PROVIDED TEXT:
—————

This patch is to finalize the work on PR49313, i.e. better libgcc
implementation of some functions like bswap, counting zeros,
parity and popcount.
These functions are already implemented in libgcc.
This patch now provides a better integration of these functions:
the calls are no more emit as ordinary black box calls by optabs,
instead there are insns to describe the exact register usage of
the functions which are represented as implicit library calls.
This is advantageous because some call-clobbered registers are not
touched and there are more leaf-functions.
Some libgcc functions have minor changes to reduce register
footprint.
Besides that, copysignsf3 is implemented which is easy on avr.

—————

GIVEN PROBLEM:
Answer these questions from the patch description:
(a) Which PR does the patch finalize the work on?
(b) What two advantages does the new integration bring?
(c) Which function does the patch add an implementation of?
The listing after this text is not needed for anything here.

—————

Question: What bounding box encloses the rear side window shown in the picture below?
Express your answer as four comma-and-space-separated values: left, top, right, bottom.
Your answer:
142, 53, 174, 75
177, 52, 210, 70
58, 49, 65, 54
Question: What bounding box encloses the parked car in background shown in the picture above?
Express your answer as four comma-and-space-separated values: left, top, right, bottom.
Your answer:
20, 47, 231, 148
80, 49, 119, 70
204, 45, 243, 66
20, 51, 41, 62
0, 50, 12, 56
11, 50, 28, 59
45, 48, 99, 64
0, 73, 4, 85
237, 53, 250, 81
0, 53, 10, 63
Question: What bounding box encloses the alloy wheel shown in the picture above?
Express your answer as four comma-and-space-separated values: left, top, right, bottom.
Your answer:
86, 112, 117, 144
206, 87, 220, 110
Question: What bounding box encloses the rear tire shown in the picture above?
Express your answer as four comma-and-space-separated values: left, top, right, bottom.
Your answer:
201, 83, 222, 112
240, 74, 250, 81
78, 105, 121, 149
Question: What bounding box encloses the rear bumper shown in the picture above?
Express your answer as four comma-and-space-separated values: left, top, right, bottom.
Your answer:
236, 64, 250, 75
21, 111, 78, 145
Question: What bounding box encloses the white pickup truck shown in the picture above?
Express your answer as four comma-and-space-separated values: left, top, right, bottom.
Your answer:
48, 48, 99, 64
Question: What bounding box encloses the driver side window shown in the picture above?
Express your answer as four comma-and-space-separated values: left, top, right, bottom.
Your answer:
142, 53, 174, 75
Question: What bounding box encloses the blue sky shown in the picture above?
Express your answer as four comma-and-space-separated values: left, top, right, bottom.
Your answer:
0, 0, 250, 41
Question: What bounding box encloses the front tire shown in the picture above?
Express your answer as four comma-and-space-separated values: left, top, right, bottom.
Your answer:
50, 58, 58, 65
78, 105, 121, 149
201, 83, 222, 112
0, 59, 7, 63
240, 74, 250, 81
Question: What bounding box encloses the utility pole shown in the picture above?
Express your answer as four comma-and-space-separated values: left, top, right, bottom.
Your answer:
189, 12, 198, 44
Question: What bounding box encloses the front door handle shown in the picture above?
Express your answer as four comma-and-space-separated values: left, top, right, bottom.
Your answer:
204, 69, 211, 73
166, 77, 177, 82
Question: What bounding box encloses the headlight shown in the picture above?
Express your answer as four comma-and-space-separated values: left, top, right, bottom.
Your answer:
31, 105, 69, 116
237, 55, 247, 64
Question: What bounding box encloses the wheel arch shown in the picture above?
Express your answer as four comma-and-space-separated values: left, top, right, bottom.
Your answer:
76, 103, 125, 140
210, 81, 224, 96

—————

ANSWER TO THE TASK:
(a) PR49313.
(b) Some call-clobbered registers are not touched, and there are more leaf-functions.
(c) copysignsf3.